» **EXTRACT PROVIDED**
((
It was in answering readers’ letters that Green really came into her own; her real milieu is written conversation, returning a serve. The jargon gives way to a warm, pleasant directness. She’s able to simplify the most confounding workplace snarls into steps anyone can take. Her always-knowledgeable voice becomes one you can imagine actually speaking to you, one you’d like to hear. When she tells a reader to let her know how the situation goes, as she often does, you sense that she really wants to know. At its best, the blog and its community felt like one big water cooler around which to gossip freely about unreasonable bosses and lazy coworkers.

Sadly, even a strong gimmick can only remain enjoyable for so long. Green long ago began resorting to the standard tactics of the burned-out one-man writing operation trying to keep things fresh: guest posts and “ask the readers” round-ups; best-ofs; endless canvassing for updates on situations past, to the point that some letters have been updated three or four times with decreasingly interesting news from the original correspondent’s life. 

Green’s best quality as a blogger was her ability to split her ostensible loyalties between workers and managers—to see workers’ concerns from a manager’s perspective, and to provide useful sanity checks about managers’ behavior to workers who suspect that it’s unreasonable. In recent years, however, as bloggers and newsletter writers so often do, she seems to have noticed that the most outrageous posts get the most traffic, and begun selecting more sensational letters accordingly. But it’s hard to see much value in reading advice for the person whose dad and boss want to take them to couples’ therapy, or the person whose coworker told her to stop flirting with her teenage employee. Though she does gamely try to advise both people, the sense one gets reading these sorts of letters is of Green inviting us to gawk at her freak show.
))
(Collection entries)
((
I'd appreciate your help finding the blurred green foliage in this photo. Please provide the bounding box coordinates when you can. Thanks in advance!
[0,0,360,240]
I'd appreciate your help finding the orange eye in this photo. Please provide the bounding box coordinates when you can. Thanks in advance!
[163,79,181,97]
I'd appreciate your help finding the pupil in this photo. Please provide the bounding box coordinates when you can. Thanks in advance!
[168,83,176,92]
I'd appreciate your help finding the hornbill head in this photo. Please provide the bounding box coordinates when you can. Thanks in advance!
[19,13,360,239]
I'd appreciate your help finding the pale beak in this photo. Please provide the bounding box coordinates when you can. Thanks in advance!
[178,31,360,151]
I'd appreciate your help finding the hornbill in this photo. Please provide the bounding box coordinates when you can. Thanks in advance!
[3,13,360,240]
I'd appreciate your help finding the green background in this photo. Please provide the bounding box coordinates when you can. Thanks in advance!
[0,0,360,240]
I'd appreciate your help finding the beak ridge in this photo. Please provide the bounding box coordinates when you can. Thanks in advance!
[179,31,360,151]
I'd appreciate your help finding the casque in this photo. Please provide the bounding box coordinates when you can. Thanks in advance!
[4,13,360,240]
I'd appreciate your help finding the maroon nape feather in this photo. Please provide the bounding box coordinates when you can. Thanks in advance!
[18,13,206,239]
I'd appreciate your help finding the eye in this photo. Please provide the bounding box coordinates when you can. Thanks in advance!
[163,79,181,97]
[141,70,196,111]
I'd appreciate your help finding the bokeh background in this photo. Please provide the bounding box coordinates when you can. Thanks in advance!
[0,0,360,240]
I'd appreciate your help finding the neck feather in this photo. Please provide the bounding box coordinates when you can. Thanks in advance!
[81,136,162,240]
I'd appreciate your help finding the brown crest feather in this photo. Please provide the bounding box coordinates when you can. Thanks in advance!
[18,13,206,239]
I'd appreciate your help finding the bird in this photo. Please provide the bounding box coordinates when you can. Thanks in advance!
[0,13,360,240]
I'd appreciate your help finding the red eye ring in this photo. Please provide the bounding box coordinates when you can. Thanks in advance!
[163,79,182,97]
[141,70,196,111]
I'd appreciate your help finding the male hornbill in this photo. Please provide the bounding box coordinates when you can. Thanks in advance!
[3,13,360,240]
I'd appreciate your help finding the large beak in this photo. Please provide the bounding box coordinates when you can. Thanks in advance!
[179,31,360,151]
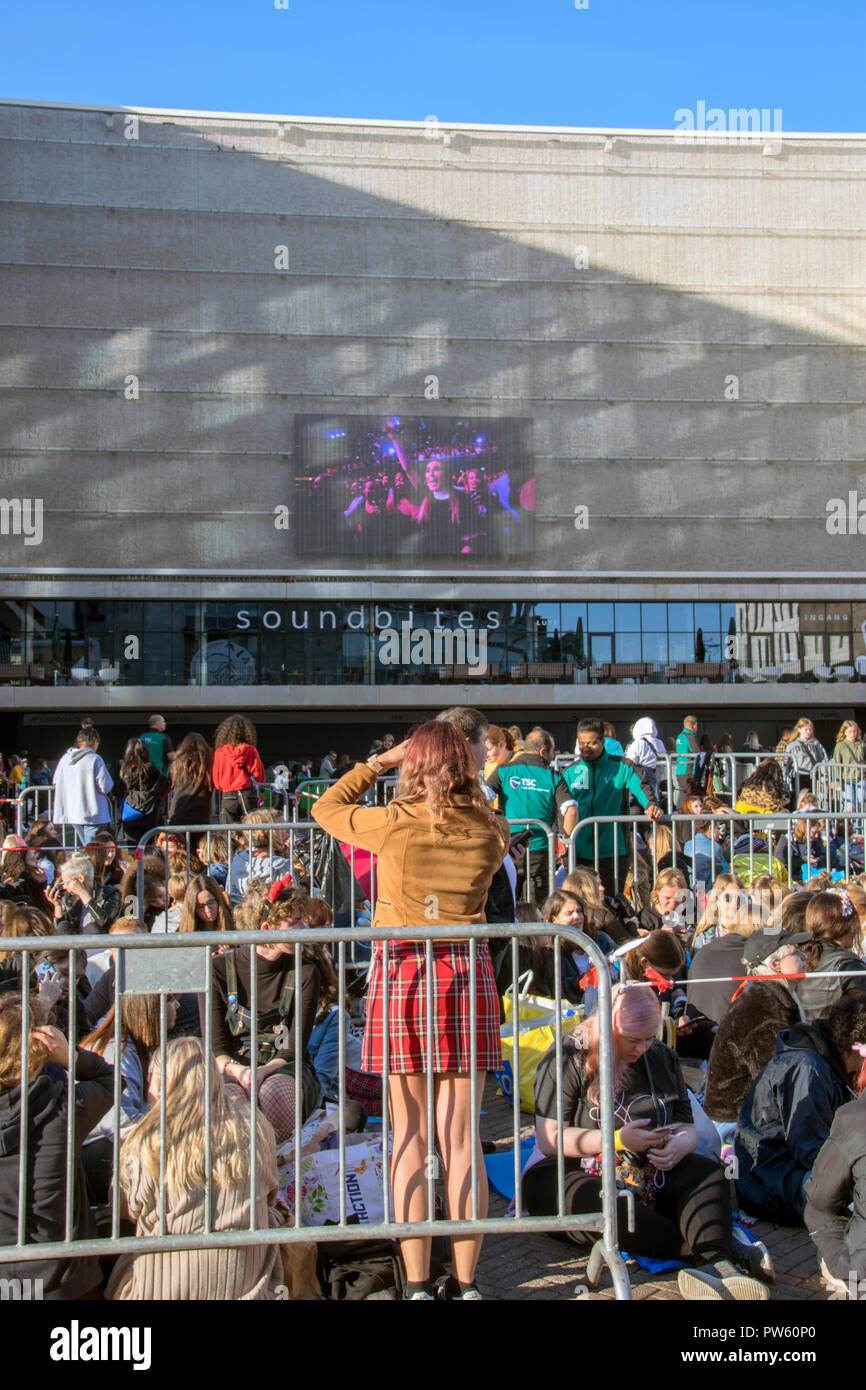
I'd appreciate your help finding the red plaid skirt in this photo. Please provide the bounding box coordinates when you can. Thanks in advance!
[361,941,502,1073]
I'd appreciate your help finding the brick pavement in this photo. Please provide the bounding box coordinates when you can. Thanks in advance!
[478,1079,827,1301]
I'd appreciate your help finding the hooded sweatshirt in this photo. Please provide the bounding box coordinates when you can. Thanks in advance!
[51,748,114,826]
[0,1048,114,1300]
[734,1020,851,1226]
[214,744,264,792]
[626,717,664,771]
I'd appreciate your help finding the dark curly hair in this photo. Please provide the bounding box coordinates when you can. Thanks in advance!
[214,714,257,748]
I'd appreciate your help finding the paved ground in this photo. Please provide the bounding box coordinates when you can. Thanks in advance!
[478,1080,827,1301]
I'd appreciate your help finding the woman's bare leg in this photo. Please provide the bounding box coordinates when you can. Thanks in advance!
[435,1072,488,1284]
[388,1073,431,1284]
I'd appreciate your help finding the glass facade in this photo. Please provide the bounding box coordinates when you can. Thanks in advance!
[0,599,866,685]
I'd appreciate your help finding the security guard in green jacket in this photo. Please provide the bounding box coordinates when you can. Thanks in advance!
[487,728,577,908]
[564,719,663,897]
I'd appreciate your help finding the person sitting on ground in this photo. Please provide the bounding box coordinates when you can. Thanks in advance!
[537,888,614,1015]
[170,873,235,931]
[692,873,763,951]
[734,994,866,1226]
[229,810,292,901]
[0,995,114,1301]
[81,830,126,888]
[83,917,147,1031]
[150,873,188,935]
[121,853,168,931]
[168,734,214,826]
[196,830,229,888]
[559,869,630,945]
[798,888,866,1023]
[213,714,264,824]
[0,835,51,913]
[24,820,65,887]
[523,984,771,1300]
[118,738,168,845]
[637,869,694,935]
[734,758,788,816]
[0,902,56,988]
[683,798,728,892]
[200,892,321,1144]
[81,994,177,1207]
[703,927,810,1131]
[106,1038,282,1302]
[803,1043,866,1298]
[46,853,124,935]
[612,931,695,1048]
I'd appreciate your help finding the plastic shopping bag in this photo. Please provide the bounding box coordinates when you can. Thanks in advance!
[496,977,584,1113]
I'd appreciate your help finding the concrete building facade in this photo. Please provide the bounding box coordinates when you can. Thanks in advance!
[0,101,866,742]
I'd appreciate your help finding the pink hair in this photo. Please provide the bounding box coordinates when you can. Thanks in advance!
[575,984,662,1101]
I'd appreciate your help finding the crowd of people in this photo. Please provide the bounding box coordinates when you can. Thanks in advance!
[0,706,866,1301]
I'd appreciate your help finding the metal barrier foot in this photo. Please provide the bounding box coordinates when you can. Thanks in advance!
[584,1240,631,1302]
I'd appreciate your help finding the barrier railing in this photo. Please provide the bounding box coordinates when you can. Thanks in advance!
[812,762,866,816]
[0,923,625,1300]
[569,810,863,887]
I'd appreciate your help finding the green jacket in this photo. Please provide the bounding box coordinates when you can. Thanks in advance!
[674,728,701,777]
[833,738,866,783]
[487,753,573,851]
[564,753,652,859]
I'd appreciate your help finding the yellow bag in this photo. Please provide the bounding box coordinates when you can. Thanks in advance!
[496,987,584,1115]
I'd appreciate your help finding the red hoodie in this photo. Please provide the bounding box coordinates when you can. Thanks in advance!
[214,744,264,792]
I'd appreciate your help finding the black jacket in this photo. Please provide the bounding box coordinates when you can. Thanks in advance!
[688,931,748,1023]
[0,1048,114,1300]
[734,1020,851,1226]
[54,883,122,937]
[796,944,866,1022]
[805,1094,866,1278]
[703,977,799,1122]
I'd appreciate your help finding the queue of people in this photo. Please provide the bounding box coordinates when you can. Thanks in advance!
[0,706,866,1301]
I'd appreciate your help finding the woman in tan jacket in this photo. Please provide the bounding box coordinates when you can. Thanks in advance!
[313,716,510,1300]
[106,1038,282,1301]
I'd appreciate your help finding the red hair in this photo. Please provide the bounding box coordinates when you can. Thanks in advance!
[398,719,492,821]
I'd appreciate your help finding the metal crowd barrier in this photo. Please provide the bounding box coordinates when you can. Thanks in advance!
[569,810,863,887]
[0,781,54,835]
[0,923,634,1300]
[812,762,866,816]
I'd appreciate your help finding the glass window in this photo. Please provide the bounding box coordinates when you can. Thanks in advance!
[641,603,667,632]
[588,603,613,632]
[667,603,695,632]
[641,632,667,666]
[616,632,644,662]
[614,603,641,636]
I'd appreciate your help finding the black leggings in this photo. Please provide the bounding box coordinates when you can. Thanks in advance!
[523,1154,731,1262]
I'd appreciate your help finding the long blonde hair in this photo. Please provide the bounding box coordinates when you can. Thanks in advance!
[692,873,758,949]
[120,1038,277,1198]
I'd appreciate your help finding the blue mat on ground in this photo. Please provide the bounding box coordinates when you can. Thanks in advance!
[484,1138,535,1202]
[484,1138,755,1275]
[623,1220,756,1275]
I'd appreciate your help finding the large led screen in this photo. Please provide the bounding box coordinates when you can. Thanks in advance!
[295,416,535,559]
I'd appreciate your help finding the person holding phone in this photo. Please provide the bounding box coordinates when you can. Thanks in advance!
[313,708,510,1301]
[523,984,773,1301]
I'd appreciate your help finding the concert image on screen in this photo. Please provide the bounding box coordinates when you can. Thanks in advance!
[293,416,535,559]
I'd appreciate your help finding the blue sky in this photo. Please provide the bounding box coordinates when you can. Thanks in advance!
[0,0,866,131]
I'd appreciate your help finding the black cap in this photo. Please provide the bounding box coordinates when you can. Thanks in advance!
[742,927,812,965]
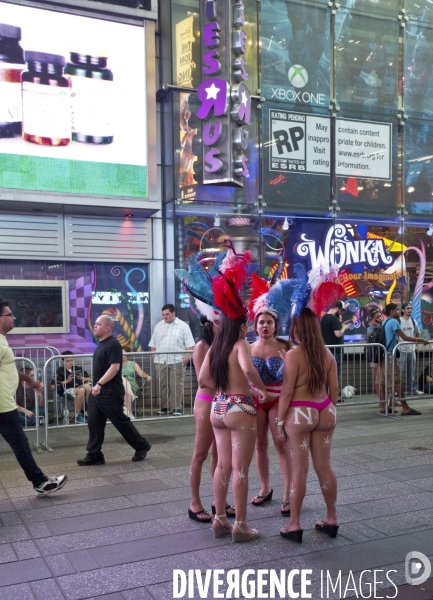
))
» **WORK INSTRUCTION A**
Could you write out the part of the piece on Green's advice blog that opens with the words containing "Green’s best quality" and closes with "her freak show."?
» **WORK INSTRUCTION B**
Do these statements agree with the piece on Green's advice blog? (i) Green came into her own when answering readers' letters. (ii) Green has asked for updates on past letters only once each. (iii) In recent years Green has been picking less sensational letters. Answer yes or no for each, quoting the words of the piece that decide it.
» **WORK INSTRUCTION C**
Can you carry on the piece about Green's advice blog, starting right after its final sentence?
None of these lines has any part in what is asked here.

» **RESPONSE A**
Green’s best quality as a blogger was her ability to split her ostensible loyalties between workers and managers—to see workers’ concerns from a manager’s perspective, and to provide useful sanity checks about managers’ behavior to workers who suspect that it’s unreasonable. In recent years, however, as bloggers and newsletter writers so often do, she seems to have noticed that the most outrageous posts get the most traffic, and begun selecting more sensational letters accordingly. But it’s hard to see much value in reading advice for the person whose dad and boss want to take them to couples’ therapy, or the person whose coworker told her to stop flirting with her teenage employee. Though she does gamely try to advise both people, the sense one gets reading these sorts of letters is of Green inviting us to gawk at her freak show.

» **RESPONSE B**
(i) Yes: "It was in answering readers’ letters that Green really came into her own"
(ii) No: "some letters have been updated three or four times with decreasingly interesting news from the original correspondent’s life"
(iii) No: "begun selecting more sensational letters accordingly"

» **RESPONSE C**
It should also be noted that recently, when a reader expressed unease with Green’s vaguely worded Zionist sympathies, Green commanded her to “never read here again,” followed by a chorus of sycophantic commenters expressing their over-the-top gratitude. Though it’s obviously Green’s right to moderate her blog according to whatever standards she chooses, this particular moment speaks to the cults of personality that invariably develop around the most prominent bloggers. The same interactive, DIY quality that makes blogs enjoyable—that sense the readers get of not just reading their favorite writers, but knowing them, even having a relationship with them—is destined to make those blogs unpleasant sooner or later, even if nothing about the writer or the blog ever meaningfully changes.

For 17 years, Green has been writing the same posts in the same voice, successfully maintaining the same broadly palatable, depoliticized appeal. That it’s taken her this long to “speak up” in a way that readers like myself are bound to find politically and morally intolerable is, in its way, impressive. Now that those gates are open, it’ll be interesting to see what comes out of them next.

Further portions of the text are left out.